Your task is to extract the lines from the one holding "the peacock, each" through the end of the material. Set them down exactly and add nothing.

──────

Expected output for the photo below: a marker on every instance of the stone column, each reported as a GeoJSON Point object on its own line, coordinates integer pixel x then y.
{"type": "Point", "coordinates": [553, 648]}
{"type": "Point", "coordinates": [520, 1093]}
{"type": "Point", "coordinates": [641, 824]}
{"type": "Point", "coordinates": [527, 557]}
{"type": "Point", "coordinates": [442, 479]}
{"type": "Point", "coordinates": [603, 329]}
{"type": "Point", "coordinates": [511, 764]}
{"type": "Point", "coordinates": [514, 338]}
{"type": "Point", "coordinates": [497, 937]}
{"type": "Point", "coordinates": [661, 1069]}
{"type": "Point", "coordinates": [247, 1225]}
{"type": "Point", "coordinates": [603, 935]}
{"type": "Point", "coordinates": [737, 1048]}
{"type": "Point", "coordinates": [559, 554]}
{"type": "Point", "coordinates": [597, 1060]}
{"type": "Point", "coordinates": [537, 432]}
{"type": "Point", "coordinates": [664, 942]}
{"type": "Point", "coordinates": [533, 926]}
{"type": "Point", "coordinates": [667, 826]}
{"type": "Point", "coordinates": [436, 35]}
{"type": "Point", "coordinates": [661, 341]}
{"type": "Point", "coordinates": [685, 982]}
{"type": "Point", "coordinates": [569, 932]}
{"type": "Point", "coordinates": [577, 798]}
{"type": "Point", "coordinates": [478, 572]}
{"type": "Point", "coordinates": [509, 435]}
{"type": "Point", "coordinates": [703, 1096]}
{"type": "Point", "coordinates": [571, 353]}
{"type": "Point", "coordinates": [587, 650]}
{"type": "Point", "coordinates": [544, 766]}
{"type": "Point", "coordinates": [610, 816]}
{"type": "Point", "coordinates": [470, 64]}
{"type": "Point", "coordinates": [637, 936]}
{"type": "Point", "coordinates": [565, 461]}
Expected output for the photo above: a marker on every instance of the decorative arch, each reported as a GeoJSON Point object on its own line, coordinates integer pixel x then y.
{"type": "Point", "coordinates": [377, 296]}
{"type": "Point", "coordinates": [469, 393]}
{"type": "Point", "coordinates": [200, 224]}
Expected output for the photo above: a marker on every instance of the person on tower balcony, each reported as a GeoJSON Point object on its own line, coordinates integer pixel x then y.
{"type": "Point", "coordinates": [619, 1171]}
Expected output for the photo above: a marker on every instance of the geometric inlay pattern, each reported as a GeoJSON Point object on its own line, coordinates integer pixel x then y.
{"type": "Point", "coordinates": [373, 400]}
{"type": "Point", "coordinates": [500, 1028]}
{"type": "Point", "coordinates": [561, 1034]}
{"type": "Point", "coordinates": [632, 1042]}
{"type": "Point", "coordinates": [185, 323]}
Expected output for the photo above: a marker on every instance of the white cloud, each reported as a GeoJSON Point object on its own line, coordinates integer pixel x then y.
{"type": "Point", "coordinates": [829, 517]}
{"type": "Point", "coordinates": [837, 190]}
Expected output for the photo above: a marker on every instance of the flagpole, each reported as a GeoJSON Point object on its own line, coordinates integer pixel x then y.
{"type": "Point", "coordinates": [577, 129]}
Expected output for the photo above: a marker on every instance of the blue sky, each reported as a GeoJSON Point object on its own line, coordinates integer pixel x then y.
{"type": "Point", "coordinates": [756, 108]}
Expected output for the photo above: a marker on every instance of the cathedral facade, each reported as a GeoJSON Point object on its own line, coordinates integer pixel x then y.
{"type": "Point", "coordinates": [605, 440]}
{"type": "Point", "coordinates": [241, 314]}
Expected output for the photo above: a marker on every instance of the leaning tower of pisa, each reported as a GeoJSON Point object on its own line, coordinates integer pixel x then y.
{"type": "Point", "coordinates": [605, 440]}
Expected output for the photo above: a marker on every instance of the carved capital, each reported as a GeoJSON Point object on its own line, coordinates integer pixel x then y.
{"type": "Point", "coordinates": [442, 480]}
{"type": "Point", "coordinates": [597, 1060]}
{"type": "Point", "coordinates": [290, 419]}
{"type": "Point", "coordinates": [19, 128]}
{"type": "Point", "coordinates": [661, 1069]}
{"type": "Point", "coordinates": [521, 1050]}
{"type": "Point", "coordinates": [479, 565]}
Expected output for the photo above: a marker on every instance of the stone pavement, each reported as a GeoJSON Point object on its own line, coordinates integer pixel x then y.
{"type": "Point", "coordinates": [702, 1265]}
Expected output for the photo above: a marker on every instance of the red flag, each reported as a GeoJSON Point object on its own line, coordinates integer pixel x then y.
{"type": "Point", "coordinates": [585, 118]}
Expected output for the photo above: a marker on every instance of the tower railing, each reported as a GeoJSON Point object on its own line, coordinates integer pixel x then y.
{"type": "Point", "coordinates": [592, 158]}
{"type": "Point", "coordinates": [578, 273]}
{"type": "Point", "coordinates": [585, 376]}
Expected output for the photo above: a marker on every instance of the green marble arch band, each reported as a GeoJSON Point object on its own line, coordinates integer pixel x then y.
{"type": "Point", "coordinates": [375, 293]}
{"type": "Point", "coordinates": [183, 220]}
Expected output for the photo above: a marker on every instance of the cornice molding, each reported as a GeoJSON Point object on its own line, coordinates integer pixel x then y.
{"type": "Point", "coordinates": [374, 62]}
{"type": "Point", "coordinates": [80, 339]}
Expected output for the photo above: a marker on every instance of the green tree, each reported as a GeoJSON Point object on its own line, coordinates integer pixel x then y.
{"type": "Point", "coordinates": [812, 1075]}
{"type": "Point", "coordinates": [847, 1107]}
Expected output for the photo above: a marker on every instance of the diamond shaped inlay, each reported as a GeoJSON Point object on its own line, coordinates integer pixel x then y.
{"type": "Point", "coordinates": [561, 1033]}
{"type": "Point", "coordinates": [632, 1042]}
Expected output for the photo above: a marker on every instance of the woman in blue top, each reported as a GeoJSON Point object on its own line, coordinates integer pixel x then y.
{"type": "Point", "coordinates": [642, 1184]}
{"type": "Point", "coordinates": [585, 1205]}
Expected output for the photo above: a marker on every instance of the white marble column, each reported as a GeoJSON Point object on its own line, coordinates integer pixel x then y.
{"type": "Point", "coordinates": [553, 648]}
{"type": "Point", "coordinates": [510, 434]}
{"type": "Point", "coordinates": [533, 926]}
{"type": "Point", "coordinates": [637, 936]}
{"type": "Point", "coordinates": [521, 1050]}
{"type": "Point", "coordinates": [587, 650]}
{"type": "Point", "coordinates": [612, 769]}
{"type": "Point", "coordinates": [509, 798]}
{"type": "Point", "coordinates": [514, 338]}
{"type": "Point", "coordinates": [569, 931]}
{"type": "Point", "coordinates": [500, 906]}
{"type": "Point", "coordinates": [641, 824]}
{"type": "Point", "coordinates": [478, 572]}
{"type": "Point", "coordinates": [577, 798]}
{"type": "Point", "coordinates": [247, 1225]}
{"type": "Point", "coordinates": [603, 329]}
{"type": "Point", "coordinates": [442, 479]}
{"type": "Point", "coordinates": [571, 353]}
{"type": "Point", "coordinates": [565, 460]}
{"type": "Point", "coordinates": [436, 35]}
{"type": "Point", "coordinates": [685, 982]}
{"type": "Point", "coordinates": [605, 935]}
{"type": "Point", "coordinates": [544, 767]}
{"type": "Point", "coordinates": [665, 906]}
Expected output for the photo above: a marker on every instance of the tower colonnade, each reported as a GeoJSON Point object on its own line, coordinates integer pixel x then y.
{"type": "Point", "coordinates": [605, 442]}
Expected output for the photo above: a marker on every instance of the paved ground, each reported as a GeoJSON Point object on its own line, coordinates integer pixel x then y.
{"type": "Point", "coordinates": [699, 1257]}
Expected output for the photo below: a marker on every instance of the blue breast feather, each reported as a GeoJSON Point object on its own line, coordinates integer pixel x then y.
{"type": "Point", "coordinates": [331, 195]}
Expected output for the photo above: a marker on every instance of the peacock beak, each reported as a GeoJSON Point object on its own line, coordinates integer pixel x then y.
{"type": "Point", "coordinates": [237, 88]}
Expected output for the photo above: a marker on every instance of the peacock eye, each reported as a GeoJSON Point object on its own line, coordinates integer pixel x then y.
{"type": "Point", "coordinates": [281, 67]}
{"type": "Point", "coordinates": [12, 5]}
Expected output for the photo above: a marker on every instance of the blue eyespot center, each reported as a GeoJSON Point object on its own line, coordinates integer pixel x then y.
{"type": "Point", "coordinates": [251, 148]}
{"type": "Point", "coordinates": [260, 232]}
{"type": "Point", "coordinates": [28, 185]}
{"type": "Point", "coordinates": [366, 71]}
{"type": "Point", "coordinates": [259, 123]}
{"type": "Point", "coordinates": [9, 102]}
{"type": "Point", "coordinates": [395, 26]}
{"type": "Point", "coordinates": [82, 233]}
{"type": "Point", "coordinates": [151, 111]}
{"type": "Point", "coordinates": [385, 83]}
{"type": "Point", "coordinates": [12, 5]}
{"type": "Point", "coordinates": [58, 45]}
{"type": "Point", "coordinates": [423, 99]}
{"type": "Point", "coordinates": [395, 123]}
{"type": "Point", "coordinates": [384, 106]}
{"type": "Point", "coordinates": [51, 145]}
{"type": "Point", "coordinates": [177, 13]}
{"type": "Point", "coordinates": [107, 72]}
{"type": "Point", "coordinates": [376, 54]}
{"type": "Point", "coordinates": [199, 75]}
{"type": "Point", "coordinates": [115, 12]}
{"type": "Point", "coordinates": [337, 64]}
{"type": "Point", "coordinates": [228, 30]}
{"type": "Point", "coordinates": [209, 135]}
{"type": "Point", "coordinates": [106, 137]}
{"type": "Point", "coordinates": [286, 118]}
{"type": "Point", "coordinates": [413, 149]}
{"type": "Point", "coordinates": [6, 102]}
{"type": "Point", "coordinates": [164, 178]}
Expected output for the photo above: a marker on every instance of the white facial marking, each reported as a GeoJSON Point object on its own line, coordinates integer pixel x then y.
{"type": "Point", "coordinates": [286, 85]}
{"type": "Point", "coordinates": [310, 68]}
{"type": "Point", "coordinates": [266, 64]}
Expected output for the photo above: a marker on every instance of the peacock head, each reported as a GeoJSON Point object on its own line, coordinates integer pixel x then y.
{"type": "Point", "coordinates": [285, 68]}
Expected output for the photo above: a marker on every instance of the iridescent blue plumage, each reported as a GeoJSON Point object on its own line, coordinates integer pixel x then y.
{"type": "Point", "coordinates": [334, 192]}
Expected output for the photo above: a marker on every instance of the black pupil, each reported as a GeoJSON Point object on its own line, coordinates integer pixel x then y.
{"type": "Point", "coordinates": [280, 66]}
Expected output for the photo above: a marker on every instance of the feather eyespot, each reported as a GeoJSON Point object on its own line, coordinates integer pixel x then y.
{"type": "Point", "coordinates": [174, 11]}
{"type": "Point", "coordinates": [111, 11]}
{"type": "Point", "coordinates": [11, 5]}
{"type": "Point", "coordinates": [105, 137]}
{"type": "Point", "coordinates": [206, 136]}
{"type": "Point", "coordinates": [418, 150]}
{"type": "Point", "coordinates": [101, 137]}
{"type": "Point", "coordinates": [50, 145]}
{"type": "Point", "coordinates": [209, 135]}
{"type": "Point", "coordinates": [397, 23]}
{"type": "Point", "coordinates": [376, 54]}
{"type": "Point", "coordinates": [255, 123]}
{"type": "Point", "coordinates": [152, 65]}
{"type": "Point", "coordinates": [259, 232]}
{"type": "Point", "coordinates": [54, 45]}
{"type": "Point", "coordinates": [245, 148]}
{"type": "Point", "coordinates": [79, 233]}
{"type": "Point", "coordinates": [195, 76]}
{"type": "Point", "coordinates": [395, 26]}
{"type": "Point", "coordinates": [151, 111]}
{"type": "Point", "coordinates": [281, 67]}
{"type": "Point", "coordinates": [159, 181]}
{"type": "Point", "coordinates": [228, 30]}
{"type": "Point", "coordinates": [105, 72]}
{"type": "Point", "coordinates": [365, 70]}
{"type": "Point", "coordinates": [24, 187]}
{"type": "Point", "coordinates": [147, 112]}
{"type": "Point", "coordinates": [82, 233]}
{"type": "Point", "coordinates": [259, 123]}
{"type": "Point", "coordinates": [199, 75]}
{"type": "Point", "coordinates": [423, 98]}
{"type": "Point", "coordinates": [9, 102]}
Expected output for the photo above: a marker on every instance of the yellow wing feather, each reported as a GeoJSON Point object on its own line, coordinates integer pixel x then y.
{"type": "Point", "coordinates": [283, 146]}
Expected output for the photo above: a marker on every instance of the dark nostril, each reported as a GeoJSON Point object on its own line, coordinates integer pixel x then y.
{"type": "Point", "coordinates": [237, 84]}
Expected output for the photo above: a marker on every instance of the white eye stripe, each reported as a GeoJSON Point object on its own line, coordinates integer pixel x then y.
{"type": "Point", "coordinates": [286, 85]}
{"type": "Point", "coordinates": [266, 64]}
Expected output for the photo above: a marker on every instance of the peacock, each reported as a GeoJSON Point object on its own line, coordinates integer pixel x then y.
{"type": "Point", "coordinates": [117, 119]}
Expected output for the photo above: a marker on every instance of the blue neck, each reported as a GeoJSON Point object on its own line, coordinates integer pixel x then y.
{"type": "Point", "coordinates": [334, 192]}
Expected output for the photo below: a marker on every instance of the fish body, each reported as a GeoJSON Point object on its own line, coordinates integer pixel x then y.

──────

**COMPLETE OUTPUT:**
Expected output for the photo above: a marker on every instance of the peacock, each reported as a GeoJSON Point object on its own line, coordinates integer pixel x then y.
{"type": "Point", "coordinates": [117, 119]}
Expected output for the photo above: a marker on every instance of the blue neck, each reported as a GeoJSON Point object on its own line, coordinates integer pixel x then y.
{"type": "Point", "coordinates": [334, 192]}
Expected output for the photo below: a marker on every instance of the fish body, each reported as a GeoJSON Point object on its own line, coordinates integer pixel x then y.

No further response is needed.